BEGIN Record list
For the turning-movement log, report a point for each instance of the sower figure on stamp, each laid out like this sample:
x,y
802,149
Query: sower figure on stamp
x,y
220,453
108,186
END Record list
**Exercise**
Rename "sower figure" to "sowing figure" everywhere in the material above and write it out again with nothing else altered.

**Written reply**
For the turning-movement log, report a point for each instance of the sowing figure on stamp, each laid out like this sample:
x,y
802,149
Query: sowing figure on stamp
x,y
220,453
108,186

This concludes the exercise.